- [Data excerpts]:
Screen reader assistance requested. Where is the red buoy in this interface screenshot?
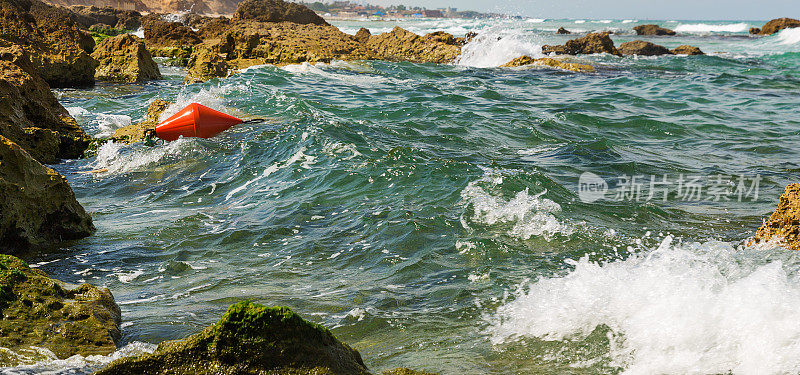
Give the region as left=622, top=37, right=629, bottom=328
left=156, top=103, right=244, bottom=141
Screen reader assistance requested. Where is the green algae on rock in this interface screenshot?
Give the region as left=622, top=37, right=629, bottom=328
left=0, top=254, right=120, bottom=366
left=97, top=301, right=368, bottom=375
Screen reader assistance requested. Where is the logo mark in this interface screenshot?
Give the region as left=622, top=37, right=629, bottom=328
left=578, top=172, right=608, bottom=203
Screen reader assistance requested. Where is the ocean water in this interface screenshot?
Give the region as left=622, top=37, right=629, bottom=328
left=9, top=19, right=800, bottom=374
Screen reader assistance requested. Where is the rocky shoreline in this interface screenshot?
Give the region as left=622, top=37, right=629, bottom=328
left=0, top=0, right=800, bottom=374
...
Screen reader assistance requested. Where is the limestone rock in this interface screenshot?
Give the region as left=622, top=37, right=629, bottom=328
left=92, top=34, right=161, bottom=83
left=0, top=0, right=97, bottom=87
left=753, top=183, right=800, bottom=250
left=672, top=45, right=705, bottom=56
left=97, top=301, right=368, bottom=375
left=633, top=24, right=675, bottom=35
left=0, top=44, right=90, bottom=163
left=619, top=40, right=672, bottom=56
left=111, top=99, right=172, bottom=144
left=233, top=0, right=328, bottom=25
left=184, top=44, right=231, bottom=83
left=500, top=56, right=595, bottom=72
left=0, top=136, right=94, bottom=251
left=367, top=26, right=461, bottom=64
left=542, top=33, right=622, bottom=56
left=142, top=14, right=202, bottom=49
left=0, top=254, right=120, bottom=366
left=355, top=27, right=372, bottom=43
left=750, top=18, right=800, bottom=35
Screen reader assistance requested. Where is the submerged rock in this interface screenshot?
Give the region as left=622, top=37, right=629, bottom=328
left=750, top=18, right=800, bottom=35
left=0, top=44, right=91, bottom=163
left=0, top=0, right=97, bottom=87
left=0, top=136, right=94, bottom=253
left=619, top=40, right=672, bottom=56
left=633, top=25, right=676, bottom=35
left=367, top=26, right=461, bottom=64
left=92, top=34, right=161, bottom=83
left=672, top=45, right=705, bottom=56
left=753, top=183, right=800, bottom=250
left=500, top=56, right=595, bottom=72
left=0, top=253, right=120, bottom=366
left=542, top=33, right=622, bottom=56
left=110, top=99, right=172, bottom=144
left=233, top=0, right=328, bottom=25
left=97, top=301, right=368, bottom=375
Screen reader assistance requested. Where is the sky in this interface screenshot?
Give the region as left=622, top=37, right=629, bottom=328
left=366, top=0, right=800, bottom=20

- [Task to complete]: Write out, word for word, the lines in the items above from the line with "Screen reader assistance requested. Where is the green" to the line with "left=578, top=172, right=608, bottom=203", including both of those lines.

- [Written response]:
Screen reader assistance requested. Where is the green algae on rock in this interface screenshot?
Give the region as left=622, top=37, right=629, bottom=328
left=0, top=254, right=120, bottom=366
left=97, top=301, right=368, bottom=375
Screen reader assistance requested. Where is the logo mark in this interface screenshot?
Give the region as left=622, top=37, right=629, bottom=328
left=578, top=172, right=608, bottom=203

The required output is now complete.